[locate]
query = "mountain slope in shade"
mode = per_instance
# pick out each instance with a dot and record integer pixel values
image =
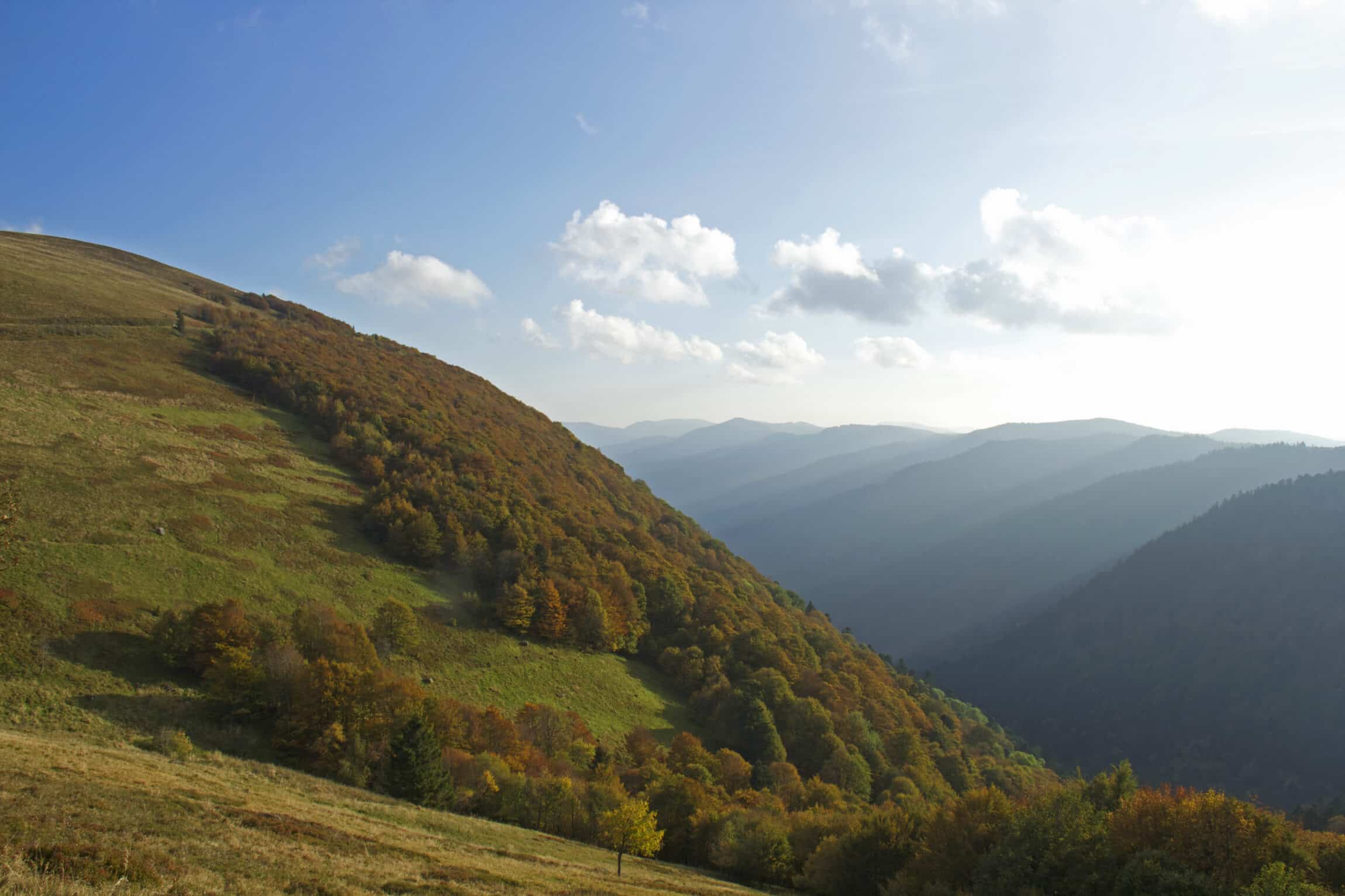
(1270, 437)
(833, 546)
(989, 573)
(765, 501)
(1212, 655)
(774, 494)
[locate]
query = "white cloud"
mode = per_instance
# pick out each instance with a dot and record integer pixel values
(1047, 267)
(629, 341)
(877, 38)
(646, 257)
(830, 276)
(534, 334)
(334, 255)
(778, 359)
(891, 351)
(826, 254)
(1054, 267)
(1240, 12)
(416, 280)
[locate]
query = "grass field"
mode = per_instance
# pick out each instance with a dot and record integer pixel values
(82, 818)
(111, 431)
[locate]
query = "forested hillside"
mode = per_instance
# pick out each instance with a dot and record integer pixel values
(247, 528)
(1209, 656)
(1027, 558)
(187, 554)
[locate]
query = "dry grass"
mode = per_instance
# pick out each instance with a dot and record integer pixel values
(81, 818)
(106, 437)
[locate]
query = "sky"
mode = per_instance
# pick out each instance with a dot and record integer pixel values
(957, 213)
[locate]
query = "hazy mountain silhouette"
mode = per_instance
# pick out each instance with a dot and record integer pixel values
(684, 481)
(644, 431)
(1270, 437)
(898, 504)
(922, 608)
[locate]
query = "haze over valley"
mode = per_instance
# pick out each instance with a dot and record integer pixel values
(841, 448)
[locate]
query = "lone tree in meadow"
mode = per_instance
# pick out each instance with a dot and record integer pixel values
(630, 828)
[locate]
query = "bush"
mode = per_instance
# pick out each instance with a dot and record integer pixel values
(174, 743)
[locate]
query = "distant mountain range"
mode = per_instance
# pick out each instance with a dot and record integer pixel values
(1211, 655)
(931, 543)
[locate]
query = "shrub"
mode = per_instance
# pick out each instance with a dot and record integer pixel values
(174, 743)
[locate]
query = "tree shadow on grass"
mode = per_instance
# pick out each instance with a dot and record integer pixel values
(164, 699)
(205, 722)
(126, 655)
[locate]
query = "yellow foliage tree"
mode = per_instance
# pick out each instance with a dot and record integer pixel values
(631, 828)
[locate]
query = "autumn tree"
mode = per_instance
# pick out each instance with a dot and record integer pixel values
(549, 621)
(630, 828)
(516, 608)
(396, 629)
(418, 539)
(320, 633)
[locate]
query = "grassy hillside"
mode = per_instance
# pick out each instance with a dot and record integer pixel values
(77, 818)
(111, 431)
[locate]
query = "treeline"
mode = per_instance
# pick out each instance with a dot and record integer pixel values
(318, 684)
(564, 547)
(1212, 655)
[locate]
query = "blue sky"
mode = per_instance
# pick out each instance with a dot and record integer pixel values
(1103, 207)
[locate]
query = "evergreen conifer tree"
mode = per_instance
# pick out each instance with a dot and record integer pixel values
(416, 764)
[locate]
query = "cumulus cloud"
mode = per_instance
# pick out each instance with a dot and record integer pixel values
(334, 255)
(644, 257)
(830, 276)
(416, 280)
(1054, 267)
(1047, 267)
(629, 341)
(880, 39)
(891, 351)
(826, 254)
(534, 334)
(777, 359)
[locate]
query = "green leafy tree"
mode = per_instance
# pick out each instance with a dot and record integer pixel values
(631, 828)
(1280, 880)
(549, 621)
(516, 608)
(396, 629)
(416, 769)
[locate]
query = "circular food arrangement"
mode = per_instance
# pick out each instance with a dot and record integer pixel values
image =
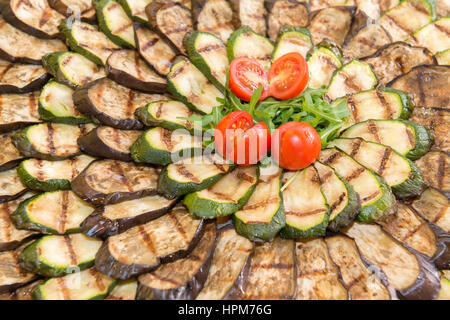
(224, 149)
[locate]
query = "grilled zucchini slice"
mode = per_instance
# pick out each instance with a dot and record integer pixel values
(343, 201)
(213, 16)
(56, 105)
(225, 197)
(262, 217)
(407, 138)
(50, 141)
(406, 18)
(292, 39)
(305, 206)
(95, 286)
(116, 218)
(190, 86)
(184, 278)
(352, 77)
(72, 68)
(115, 23)
(58, 255)
(286, 13)
(111, 181)
(169, 114)
(57, 212)
(44, 175)
(21, 78)
(18, 46)
(153, 49)
(190, 175)
(400, 173)
(112, 104)
(126, 68)
(161, 146)
(377, 200)
(110, 143)
(143, 248)
(87, 40)
(209, 54)
(244, 38)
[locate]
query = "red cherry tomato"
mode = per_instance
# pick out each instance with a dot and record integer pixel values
(295, 145)
(238, 140)
(245, 76)
(288, 76)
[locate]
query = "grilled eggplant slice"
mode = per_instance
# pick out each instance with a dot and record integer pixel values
(190, 175)
(57, 212)
(435, 168)
(395, 59)
(406, 18)
(352, 77)
(172, 20)
(153, 49)
(56, 105)
(292, 39)
(344, 203)
(11, 275)
(94, 286)
(433, 206)
(377, 200)
(225, 197)
(182, 279)
(143, 248)
(115, 23)
(276, 258)
(11, 237)
(110, 181)
(262, 217)
(169, 114)
(317, 275)
(428, 85)
(21, 78)
(400, 173)
(57, 255)
(87, 40)
(116, 218)
(412, 275)
(331, 23)
(126, 68)
(18, 110)
(112, 104)
(407, 138)
(50, 141)
(244, 38)
(209, 54)
(44, 175)
(323, 63)
(305, 206)
(355, 272)
(34, 17)
(72, 68)
(250, 13)
(20, 47)
(10, 156)
(161, 146)
(213, 16)
(286, 13)
(190, 86)
(110, 143)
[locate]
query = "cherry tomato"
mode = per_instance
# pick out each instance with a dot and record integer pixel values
(245, 76)
(288, 76)
(237, 139)
(295, 145)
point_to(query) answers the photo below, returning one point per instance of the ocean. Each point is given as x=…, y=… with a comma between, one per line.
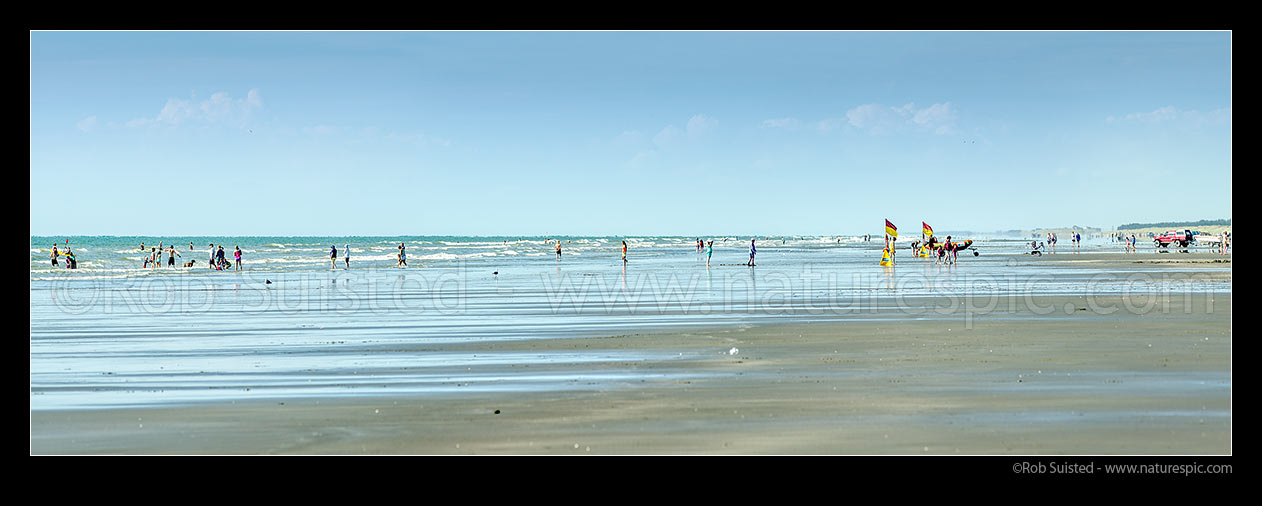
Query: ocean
x=114, y=333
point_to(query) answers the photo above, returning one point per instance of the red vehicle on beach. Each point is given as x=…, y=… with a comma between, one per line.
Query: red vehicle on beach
x=1178, y=237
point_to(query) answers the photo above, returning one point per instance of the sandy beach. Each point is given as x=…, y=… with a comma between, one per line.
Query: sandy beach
x=1113, y=374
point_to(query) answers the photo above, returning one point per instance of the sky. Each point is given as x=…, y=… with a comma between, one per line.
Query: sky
x=624, y=133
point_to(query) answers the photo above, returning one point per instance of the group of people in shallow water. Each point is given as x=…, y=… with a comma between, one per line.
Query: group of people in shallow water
x=943, y=253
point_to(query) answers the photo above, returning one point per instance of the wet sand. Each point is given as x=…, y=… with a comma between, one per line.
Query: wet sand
x=1034, y=375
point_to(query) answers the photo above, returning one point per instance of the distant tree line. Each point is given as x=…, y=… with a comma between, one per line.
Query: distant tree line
x=1176, y=223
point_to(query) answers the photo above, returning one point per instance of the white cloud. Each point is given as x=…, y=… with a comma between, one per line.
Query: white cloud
x=878, y=119
x=828, y=125
x=1184, y=117
x=868, y=116
x=86, y=124
x=781, y=123
x=218, y=109
x=1162, y=114
x=697, y=126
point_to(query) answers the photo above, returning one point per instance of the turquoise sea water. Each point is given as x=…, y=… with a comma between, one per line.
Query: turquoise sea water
x=114, y=333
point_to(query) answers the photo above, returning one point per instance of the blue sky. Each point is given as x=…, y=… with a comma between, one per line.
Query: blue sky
x=624, y=133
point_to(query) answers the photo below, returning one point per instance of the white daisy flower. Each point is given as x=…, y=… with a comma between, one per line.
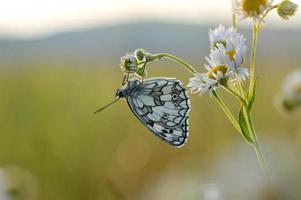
..........
▶ [REQUIRED WORK]
Each record above is to be restated exactly, with its pictures removed from the copy.

▶ [SOLUTION TO THE PROBLEM]
[locate]
query = "mountain slope in shade"
mode = per_instance
# pick out each instance with a dot and record integer pixel values
image =
(1270, 437)
(833, 546)
(989, 573)
(765, 501)
(1212, 655)
(774, 494)
[locate]
query = "white cloud"
mode = per_instance
# pick out each instance with a dot and record integer pixel values
(1047, 267)
(629, 341)
(877, 38)
(646, 257)
(830, 276)
(534, 334)
(334, 255)
(778, 359)
(891, 351)
(826, 254)
(1054, 267)
(1240, 12)
(416, 280)
[locate]
query = "grass field"
mode = per_instance
# pick out each instance with a dot and record integer pixel values
(82, 818)
(111, 431)
[locate]
query = "forested hillside"
mode = per_instance
# pick out each instance with a dot and record integer pixel values
(247, 528)
(1209, 656)
(1027, 558)
(187, 554)
[locate]
query = "dry grass"
mode = per_instance
# pick out each instance with a dot and record integer pixel values
(81, 818)
(106, 437)
[locate]
query = "sky"
mode = per_instance
# pick out each instance with a dot and record integer pixel values
(957, 213)
[locate]
query = "hazy mountain silhouette"
mode = per_instance
# pick out each instance with a dot and record integer pixel values
(684, 481)
(644, 431)
(1270, 437)
(898, 504)
(922, 608)
[locate]
query = "haze over valley"
mode = per_instance
# pick out each instance with a dot and record integer pixel values
(841, 448)
[locate]
query = "lone tree in meadow"
mode = per_instance
# pick out each instance with a dot and record integer pixel values
(630, 828)
[locate]
query = "bush"
mode = per_instance
# pick out each instance with a dot and record integer pixel values
(174, 743)
[locate]
query = "distant mountain range"
mode = per_instance
# pick out each instance with a dot and record integer pixel values
(1211, 655)
(931, 543)
[locate]
query = "shrub"
mode = per_instance
# pick out each instance with a dot and record integer pixel values
(174, 743)
[locate]
query = "tree shadow on grass"
mode = per_instance
# pick out each instance with a dot and record integer pixel values
(164, 699)
(205, 722)
(126, 655)
[locate]
query = "yellow foliage tree"
mode = per_instance
# pick out each instance with a dot and record integer pixel values
(631, 828)
[locate]
query = "autumn tree"
mode = per_instance
# pick out each instance with a dot and record integer pixel values
(549, 621)
(630, 828)
(516, 608)
(396, 629)
(418, 539)
(320, 633)
[locate]
query = "grassy hillside"
mode = per_instance
# pick out each instance with a dot and record integer pixel values
(77, 818)
(111, 431)
[locate]
query = "treeline"
mode = per_instance
# pick out each instance with a dot and record integer pixel values
(318, 684)
(564, 547)
(1212, 655)
[locate]
query = "blue sky"
mode = per_instance
# pick out each instance with a dot and record integer pixel values
(1103, 207)
[locate]
query = "evergreen conifer tree"
mode = per_instance
# pick out each instance with a dot and record integer pixel values
(416, 764)
[locate]
query = "cumulus cloud"
mode = per_instance
# pick out each instance with a dot and record integer pixel values
(334, 255)
(644, 257)
(830, 276)
(416, 280)
(1054, 267)
(1047, 267)
(629, 341)
(880, 39)
(891, 351)
(826, 254)
(534, 334)
(777, 359)
[locate]
query = "green leafy tree"
mode = per_instance
# pick out each instance with a dot and record integer pixel values
(631, 828)
(1280, 880)
(549, 621)
(516, 608)
(396, 629)
(416, 769)
[locate]
query = "circular food arrangement"
mode = per_instance
# pick out each instance with a dot and record integer pixel values
image =
(224, 149)
[locate]
query = "grilled zucchini slice"
mode = per_instance
# pick out each instance with a dot and record integer pixel values
(343, 201)
(213, 16)
(56, 105)
(225, 197)
(262, 217)
(407, 138)
(50, 141)
(406, 18)
(292, 39)
(305, 206)
(95, 286)
(116, 218)
(190, 86)
(184, 278)
(352, 77)
(72, 68)
(115, 23)
(58, 255)
(286, 13)
(111, 181)
(169, 114)
(57, 212)
(44, 175)
(21, 78)
(18, 46)
(153, 49)
(190, 175)
(400, 173)
(112, 104)
(126, 68)
(161, 146)
(377, 200)
(110, 143)
(143, 248)
(87, 40)
(209, 54)
(244, 38)
[locate]
query = "red cherry tomato"
mode = per_instance
# pick out each instance with a dot and record integer pixel values
(295, 145)
(238, 140)
(245, 76)
(288, 76)
[locate]
query = "grilled eggplant slice"
mode = per_instance
# pick out each instance with a dot and record integer pixel values
(190, 175)
(57, 212)
(435, 168)
(395, 59)
(406, 18)
(352, 77)
(172, 20)
(153, 49)
(56, 105)
(292, 39)
(344, 203)
(11, 275)
(94, 286)
(433, 206)
(377, 200)
(225, 197)
(182, 279)
(143, 248)
(115, 23)
(276, 258)
(11, 237)
(110, 181)
(262, 217)
(169, 114)
(317, 275)
(428, 85)
(21, 78)
(400, 173)
(57, 255)
(87, 40)
(116, 218)
(412, 275)
(331, 23)
(126, 68)
(18, 110)
(112, 104)
(407, 138)
(50, 141)
(244, 38)
(209, 54)
(44, 175)
(323, 63)
(305, 206)
(355, 272)
(34, 17)
(72, 68)
(250, 13)
(20, 47)
(10, 156)
(161, 146)
(213, 16)
(286, 13)
(190, 86)
(110, 143)
[locate]
query = "cherry tomato"
mode = per_instance
# pick out each instance with a dot and record integer pixel values
(245, 76)
(288, 76)
(237, 139)
(295, 145)
point_to(query) answers the photo below, returning one point per instance of the ocean. Each point is given as x=…, y=… with a comma between, one per line.
Query: ocean
x=114, y=333
point_to(query) answers the photo above, returning one point per instance of the red vehicle on beach. Each point is given as x=…, y=… with a comma between, one per line.
Query: red vehicle on beach
x=1178, y=237
point_to(query) answers the photo above, returning one point per instance of the sandy beach. Each point is given as x=…, y=… with a comma between, one per line.
Query: sandy beach
x=1113, y=374
point_to(query) answers the photo above, returning one point per instance of the sky. Each point is given as x=…, y=… with a comma between, one per line.
Query: sky
x=624, y=133
point_to(query) answers the photo above, returning one point per instance of the group of people in shallow water. Each point is given as x=…, y=… with a comma between, one per line.
Query: group of people in shallow water
x=943, y=253
point_to(query) answers the photo above, returning one point per instance of the wet sand. Each point is given as x=…, y=… with a comma between, one per line.
Query: wet sand
x=1034, y=375
point_to(query) answers the photo above, returning one point per instance of the distant tree line. Each point is given as x=…, y=… with a comma between, one per line.
Query: distant tree line
x=1176, y=223
point_to(query) answers the photo above, returning one point per instance of the white cloud. Each point is given as x=…, y=… with a comma between, one per line.
Query: white cloud
x=878, y=119
x=828, y=125
x=1184, y=117
x=868, y=116
x=86, y=124
x=781, y=123
x=218, y=109
x=1162, y=114
x=697, y=126
point_to(query) answers the photo above, returning one point per instance of the turquoise sea water. Each point is given as x=…, y=… with a comma between, one per line.
Query: turquoise sea water
x=114, y=333
point_to(query) answers the photo above, returning one point per instance of the blue sky. Each point is given as x=…, y=… with a comma between, one per line.
Query: blue sky
x=624, y=133
point_to(query) answers the photo below, returning one point per instance of the white daisy flower. Each point is given as x=…, y=… with a comma between, one per line.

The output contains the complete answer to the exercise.